Objective
Rewrite the strawberry soup recipe from "2.Stir in pureed" to "luvs (Jan 27, 2005)", substituting "wine glasses" for "highball glasses".

Page text
In the Pink Strawberry Soup
2 c Water 
1 c Port wine (can also use white wine)
1/3 c Sugar 
2 tb Lemon juice 
1  Stick cinnamon 
4 c Strawberries, pureed 
1/4 c Sour cream 
1/4 c Whipping cream 
Pinch salt 
Fresh mint sprigs 
Dried strawberries for garnish

1.In saucepan, stir together water, port/wine, sugar, lemon juice and the cinnamon stick. Bring to boil and boil, uncovered, over medium-high heat for 10 minutes, stirring occasionally. 
2.Stir in pureed strawberries; reduce heat and simmer for 5 minutes. 
3.Discard cinnamon stick and let mixture cool at room temperature.
Whisk in sour cream. 
4.Beat together cream and salt until stiff; fold into soup. Cover and chill for 4 hours or overnight.
5.Serve in dessert glasses or highball glasses. Garnish each serving with fresh mint and dried strawberries.


----------



## luvs (Jan 27, 2005)

kansas, the in the pink soup sounds really tasty. looks like i'd better stock up on dried fruits if i'm gonna try all of these recipes, lol.


----------



## norgeskog (Jan 27, 2005)

kansasgirl said:
			
		

> These are two good ones you might like. I see no problem in subbing other dried fruits (I have used cherries and figs) to suit your tastes.

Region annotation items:
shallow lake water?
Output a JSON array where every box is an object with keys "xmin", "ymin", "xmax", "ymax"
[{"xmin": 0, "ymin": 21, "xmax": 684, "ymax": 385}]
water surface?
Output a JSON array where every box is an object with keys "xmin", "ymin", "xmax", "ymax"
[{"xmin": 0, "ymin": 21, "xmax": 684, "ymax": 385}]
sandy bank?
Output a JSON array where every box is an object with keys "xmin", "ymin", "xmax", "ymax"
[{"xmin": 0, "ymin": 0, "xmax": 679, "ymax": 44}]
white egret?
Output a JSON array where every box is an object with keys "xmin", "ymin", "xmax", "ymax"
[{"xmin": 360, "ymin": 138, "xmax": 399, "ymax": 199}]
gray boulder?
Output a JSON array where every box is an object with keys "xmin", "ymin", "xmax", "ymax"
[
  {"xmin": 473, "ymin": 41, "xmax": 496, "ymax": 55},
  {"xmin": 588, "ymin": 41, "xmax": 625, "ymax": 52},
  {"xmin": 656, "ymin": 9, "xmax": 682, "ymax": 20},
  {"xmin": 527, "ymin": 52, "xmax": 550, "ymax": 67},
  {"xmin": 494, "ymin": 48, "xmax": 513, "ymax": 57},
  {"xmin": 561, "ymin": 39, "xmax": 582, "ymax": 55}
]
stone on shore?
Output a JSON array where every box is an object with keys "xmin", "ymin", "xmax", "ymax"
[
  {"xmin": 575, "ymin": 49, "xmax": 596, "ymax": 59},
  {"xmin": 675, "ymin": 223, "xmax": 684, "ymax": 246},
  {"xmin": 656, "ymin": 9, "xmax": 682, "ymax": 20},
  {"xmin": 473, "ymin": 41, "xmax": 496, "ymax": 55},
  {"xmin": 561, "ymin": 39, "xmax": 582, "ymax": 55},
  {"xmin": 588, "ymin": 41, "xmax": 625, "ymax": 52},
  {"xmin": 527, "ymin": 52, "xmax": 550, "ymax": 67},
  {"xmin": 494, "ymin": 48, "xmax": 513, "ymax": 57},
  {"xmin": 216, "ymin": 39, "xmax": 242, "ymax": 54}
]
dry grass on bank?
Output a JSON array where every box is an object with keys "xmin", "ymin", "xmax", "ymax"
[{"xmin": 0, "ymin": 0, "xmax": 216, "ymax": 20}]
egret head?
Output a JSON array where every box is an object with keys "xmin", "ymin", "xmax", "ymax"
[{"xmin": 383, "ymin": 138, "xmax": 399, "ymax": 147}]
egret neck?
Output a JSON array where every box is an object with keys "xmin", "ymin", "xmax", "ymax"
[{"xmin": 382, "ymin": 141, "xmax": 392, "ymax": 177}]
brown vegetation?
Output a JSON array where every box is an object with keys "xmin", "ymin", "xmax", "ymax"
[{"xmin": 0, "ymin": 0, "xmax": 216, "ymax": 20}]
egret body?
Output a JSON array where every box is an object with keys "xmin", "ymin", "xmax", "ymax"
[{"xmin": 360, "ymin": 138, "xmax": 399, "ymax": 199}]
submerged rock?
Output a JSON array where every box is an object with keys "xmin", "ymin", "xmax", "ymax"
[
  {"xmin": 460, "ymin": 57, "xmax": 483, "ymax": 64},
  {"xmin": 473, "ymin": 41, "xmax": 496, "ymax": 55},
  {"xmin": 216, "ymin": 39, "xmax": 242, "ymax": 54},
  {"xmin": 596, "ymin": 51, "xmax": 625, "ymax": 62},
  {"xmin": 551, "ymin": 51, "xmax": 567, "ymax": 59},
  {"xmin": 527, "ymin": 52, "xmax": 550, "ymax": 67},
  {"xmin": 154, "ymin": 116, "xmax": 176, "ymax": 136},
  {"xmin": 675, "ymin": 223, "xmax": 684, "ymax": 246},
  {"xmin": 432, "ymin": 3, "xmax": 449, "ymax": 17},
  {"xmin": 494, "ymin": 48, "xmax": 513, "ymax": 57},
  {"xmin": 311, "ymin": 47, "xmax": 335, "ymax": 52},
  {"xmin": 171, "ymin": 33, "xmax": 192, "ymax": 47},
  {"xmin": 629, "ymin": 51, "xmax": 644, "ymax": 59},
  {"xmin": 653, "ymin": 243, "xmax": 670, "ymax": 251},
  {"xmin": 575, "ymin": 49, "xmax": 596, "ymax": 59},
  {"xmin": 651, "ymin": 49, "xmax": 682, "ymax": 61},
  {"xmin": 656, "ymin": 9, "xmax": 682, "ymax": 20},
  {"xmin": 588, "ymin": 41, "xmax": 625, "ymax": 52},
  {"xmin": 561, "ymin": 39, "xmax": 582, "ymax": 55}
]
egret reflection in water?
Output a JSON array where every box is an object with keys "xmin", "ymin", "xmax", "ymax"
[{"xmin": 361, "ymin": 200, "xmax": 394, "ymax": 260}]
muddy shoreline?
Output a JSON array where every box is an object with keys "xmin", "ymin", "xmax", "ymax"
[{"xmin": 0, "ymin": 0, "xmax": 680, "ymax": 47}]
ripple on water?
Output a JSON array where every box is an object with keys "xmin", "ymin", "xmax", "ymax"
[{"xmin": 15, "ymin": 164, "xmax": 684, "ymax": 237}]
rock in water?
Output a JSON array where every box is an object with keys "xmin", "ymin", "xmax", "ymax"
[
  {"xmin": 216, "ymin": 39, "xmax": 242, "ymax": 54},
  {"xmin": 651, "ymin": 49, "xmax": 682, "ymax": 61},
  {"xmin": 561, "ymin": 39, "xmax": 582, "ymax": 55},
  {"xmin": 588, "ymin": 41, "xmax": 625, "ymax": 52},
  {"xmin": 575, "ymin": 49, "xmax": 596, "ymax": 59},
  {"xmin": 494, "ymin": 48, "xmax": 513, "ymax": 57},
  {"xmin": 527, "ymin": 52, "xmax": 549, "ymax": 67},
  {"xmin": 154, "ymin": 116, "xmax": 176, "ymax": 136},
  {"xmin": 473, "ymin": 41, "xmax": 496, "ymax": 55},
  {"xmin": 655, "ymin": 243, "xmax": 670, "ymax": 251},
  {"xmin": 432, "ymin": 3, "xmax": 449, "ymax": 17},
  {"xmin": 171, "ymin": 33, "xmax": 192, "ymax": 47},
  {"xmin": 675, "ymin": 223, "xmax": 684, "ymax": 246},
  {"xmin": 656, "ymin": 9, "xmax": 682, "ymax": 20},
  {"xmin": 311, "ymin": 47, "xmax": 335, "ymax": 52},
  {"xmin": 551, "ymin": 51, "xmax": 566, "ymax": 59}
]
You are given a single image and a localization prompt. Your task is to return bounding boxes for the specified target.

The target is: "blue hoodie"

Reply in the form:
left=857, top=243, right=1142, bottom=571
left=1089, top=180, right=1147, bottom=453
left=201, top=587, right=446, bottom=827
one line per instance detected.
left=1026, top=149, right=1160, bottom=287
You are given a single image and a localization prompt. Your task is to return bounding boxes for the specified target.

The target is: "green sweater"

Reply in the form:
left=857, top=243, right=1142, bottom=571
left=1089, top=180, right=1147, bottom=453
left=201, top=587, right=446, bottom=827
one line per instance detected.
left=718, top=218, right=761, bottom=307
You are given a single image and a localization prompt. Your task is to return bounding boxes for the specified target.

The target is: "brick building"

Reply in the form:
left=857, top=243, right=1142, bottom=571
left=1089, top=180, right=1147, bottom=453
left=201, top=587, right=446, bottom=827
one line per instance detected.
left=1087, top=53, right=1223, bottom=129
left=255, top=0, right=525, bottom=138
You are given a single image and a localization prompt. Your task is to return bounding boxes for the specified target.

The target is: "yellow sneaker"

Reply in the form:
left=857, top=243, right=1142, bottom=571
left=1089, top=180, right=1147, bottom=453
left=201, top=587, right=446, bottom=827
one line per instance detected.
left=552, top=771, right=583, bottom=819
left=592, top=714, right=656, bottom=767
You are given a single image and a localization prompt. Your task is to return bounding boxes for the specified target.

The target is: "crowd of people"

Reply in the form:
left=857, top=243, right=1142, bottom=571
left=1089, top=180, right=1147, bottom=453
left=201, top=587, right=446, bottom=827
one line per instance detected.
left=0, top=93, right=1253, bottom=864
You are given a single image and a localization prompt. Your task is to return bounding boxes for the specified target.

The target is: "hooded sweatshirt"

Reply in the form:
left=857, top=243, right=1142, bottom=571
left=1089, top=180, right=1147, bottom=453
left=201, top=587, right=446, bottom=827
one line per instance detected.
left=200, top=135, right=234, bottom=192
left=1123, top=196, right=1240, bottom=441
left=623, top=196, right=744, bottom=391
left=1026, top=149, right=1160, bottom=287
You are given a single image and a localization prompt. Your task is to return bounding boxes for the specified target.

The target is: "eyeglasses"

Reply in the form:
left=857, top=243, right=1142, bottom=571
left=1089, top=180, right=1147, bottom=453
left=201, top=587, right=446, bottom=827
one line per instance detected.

Response below
2.Stir in pureed strawberries; reduce heat and simmer for 5 minutes. 
3.Discard cinnamon stick and let mixture cool at room temperature.
Whisk in sour cream. 
4.Beat together cream and salt until stiff; fold into soup. Cover and chill for 4 hours or overnight.
5.Serve in dessert glasses or wine glasses. Garnish each serving with fresh mint and dried strawberries.


----------



## luvs (Jan 27, 2005)